Written task A :: Summarize the forum comment on port types in two sentences.
Written task B :: Reproduce verbatim the stretch of the forum comment on port types from "unsafe impl UriBound" through "sample_count as usize)".
Written task C :: Carry the forum comment on port types forward from its last line.

Document segment ::
════════════════

However, I think that the additional API and the wrappers are unnecessary since they don't really prevent the user from writing to a read-only port. The user can still use a different and wrong port type and do whatever they like. The additional API does not change this and just adds a separate way to access ports, making it both harder to understand and to use. I would suggest something like this:

pub struct InPlaceAudio;

unsafe impl UriBound for InPlaceAudio {
    const URI: &'static [u8] = ::lv2_sys::LV2_CORE__AudioPort;
}

impl PortType for InPlaceAudio {
    type InputPortType = &'static [Cell<f32>];
    type OutputPortType = &'static [Cell<f32>];

    #[inline]
    unsafe fn input_from_raw(pointer: NonNull<c_void>, sample_count: u32) -> Self::InputPortType {
        std::slice::from_raw_parts(pointer.as_ptr() as *const Cell<f32>, sample_count as usize)

════════════════

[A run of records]
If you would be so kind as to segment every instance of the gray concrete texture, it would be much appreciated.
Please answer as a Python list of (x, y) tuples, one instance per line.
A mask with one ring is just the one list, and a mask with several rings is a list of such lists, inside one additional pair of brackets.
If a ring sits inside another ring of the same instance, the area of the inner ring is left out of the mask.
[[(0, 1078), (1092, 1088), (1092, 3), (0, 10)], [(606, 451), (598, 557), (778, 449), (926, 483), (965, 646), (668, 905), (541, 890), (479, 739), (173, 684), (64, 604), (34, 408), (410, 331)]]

════════════════

Right answer A :: The commenter argues that the additional API and wrappers are unnecessary because they don't stop a user from writing to a read-only port, since the user can still choose a different and wrong port type. The extra API only adds a separate way to access ports, which makes ports harder to understand and use, and the commenter suggests an alternative instead.

Right answer B ::
unsafe impl UriBound for InPlaceAudio {
    const URI: &'static [u8] = ::lv2_sys::LV2_CORE__AudioPort;
}

impl PortType for InPlaceAudio {
    type InputPortType = &'static [Cell<f32>];
    type OutputPortType = &'static [Cell<f32>];

    #[inline]
    unsafe fn input_from_raw(pointer: NonNull<c_void>, sample_count: u32) -> Self::InputPortType {
        std::slice::from_raw_parts(pointer.as_ptr() as *const Cell<f32>, sample_count as usize)

Right answer C ::
    }

    #[inline]
    unsafe fn output_from_raw(pointer: NonNull<c_void>, sample_count: u32) -> Self::OutputPortType {
        std::slice::from_raw_parts_mut(pointer.as_ptr() as *mut Cell<f32>, sample_count as usize)
    }
}

Sure, the user can write to the input port with this implementation, but since they have already said that the same memory is also used by an output port (by saying it's an in-place port), this does not make a difference. We simply don't need to prevent the user from writing to the an in-place input port! 😅

I would also prefer to keep the previous channel types because it would break the API and not all hosts require in-place operations. Ardour support is a strong point, but LV2 isn't only Ardour's plugin standard as VST isn't only Cubase's plugin standard. If you don't need to use celled values, using the value directly is just easier. It's also the rustacean way of implementing channels and I would assume that upcoming LV2 hosts written in Rust will probably not use in-place operations.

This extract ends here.